__TASK DESCRIPTION__
With no images included, output each entry below exactly as it appears.

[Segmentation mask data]
%%

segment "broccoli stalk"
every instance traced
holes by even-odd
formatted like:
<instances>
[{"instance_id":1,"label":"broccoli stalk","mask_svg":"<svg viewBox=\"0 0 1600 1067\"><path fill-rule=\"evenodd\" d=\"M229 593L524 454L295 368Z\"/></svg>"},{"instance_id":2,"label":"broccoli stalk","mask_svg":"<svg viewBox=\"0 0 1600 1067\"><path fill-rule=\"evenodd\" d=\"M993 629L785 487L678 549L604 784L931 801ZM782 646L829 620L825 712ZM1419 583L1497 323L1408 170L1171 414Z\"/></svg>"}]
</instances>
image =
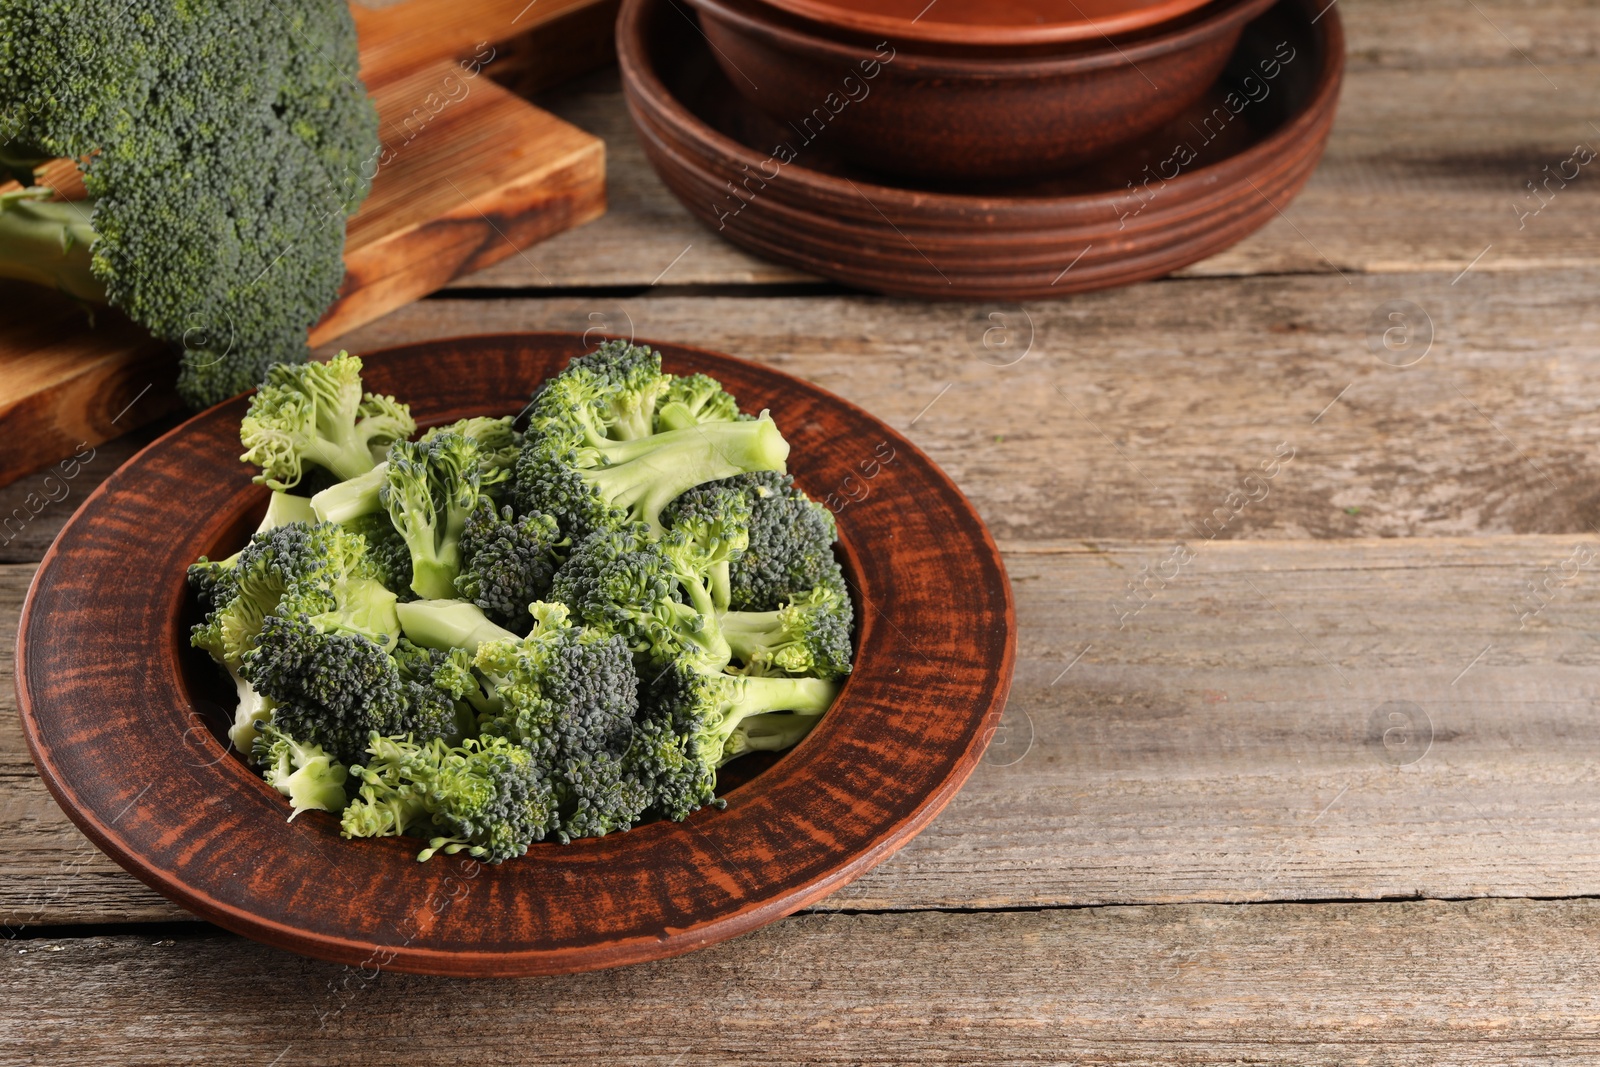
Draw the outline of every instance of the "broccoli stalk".
<instances>
[{"instance_id":1,"label":"broccoli stalk","mask_svg":"<svg viewBox=\"0 0 1600 1067\"><path fill-rule=\"evenodd\" d=\"M276 726L265 724L255 738L255 762L267 784L289 798L289 821L302 811L344 810L348 798L344 765L320 745L301 744Z\"/></svg>"},{"instance_id":2,"label":"broccoli stalk","mask_svg":"<svg viewBox=\"0 0 1600 1067\"><path fill-rule=\"evenodd\" d=\"M323 522L347 523L365 515L383 510L378 492L389 480L389 462L385 460L354 478L346 478L311 497L311 510Z\"/></svg>"},{"instance_id":3,"label":"broccoli stalk","mask_svg":"<svg viewBox=\"0 0 1600 1067\"><path fill-rule=\"evenodd\" d=\"M516 634L497 626L483 609L468 600L413 600L396 604L406 639L423 648L464 648L476 652L490 641L516 641Z\"/></svg>"},{"instance_id":4,"label":"broccoli stalk","mask_svg":"<svg viewBox=\"0 0 1600 1067\"><path fill-rule=\"evenodd\" d=\"M734 727L733 733L722 746L722 758L718 766L750 752L782 752L793 748L816 724L814 715L791 715L787 712L752 715Z\"/></svg>"},{"instance_id":5,"label":"broccoli stalk","mask_svg":"<svg viewBox=\"0 0 1600 1067\"><path fill-rule=\"evenodd\" d=\"M378 500L411 549L411 588L428 600L455 596L461 534L482 499L483 470L470 437L442 433L397 441Z\"/></svg>"},{"instance_id":6,"label":"broccoli stalk","mask_svg":"<svg viewBox=\"0 0 1600 1067\"><path fill-rule=\"evenodd\" d=\"M0 193L0 278L59 289L91 304L106 302L106 287L89 272L94 244L90 207L52 201L50 189Z\"/></svg>"}]
</instances>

%%

__ANSWER SECTION__
segment "broccoli stalk"
every instance traced
holes by even-odd
formatted like:
<instances>
[{"instance_id":1,"label":"broccoli stalk","mask_svg":"<svg viewBox=\"0 0 1600 1067\"><path fill-rule=\"evenodd\" d=\"M229 593L524 454L295 368Z\"/></svg>"},{"instance_id":2,"label":"broccoli stalk","mask_svg":"<svg viewBox=\"0 0 1600 1067\"><path fill-rule=\"evenodd\" d=\"M993 629L785 487L678 549L604 784L931 801ZM782 646L829 620L825 712ZM1419 583L1497 323L1408 170L1171 414Z\"/></svg>"}]
</instances>
image =
Draw the outline of every instance of the "broccoli stalk".
<instances>
[{"instance_id":1,"label":"broccoli stalk","mask_svg":"<svg viewBox=\"0 0 1600 1067\"><path fill-rule=\"evenodd\" d=\"M276 726L265 724L255 738L255 762L267 784L289 798L289 821L302 811L344 810L348 798L344 765L320 745L301 744Z\"/></svg>"},{"instance_id":2,"label":"broccoli stalk","mask_svg":"<svg viewBox=\"0 0 1600 1067\"><path fill-rule=\"evenodd\" d=\"M323 522L347 523L365 515L383 510L378 492L389 480L389 462L385 460L354 478L346 478L311 497L311 510Z\"/></svg>"},{"instance_id":3,"label":"broccoli stalk","mask_svg":"<svg viewBox=\"0 0 1600 1067\"><path fill-rule=\"evenodd\" d=\"M516 634L497 626L483 609L468 600L413 600L396 604L406 639L423 648L464 648L476 652L490 641L516 641Z\"/></svg>"},{"instance_id":4,"label":"broccoli stalk","mask_svg":"<svg viewBox=\"0 0 1600 1067\"><path fill-rule=\"evenodd\" d=\"M734 727L733 733L722 746L722 758L718 766L750 752L782 752L793 748L816 724L814 715L791 715L787 712L752 715Z\"/></svg>"},{"instance_id":5,"label":"broccoli stalk","mask_svg":"<svg viewBox=\"0 0 1600 1067\"><path fill-rule=\"evenodd\" d=\"M378 500L411 549L411 588L428 600L455 596L461 534L482 499L483 470L470 437L442 433L397 441Z\"/></svg>"},{"instance_id":6,"label":"broccoli stalk","mask_svg":"<svg viewBox=\"0 0 1600 1067\"><path fill-rule=\"evenodd\" d=\"M0 193L0 278L59 289L91 304L106 302L106 287L89 272L94 244L90 207L52 201L50 189Z\"/></svg>"}]
</instances>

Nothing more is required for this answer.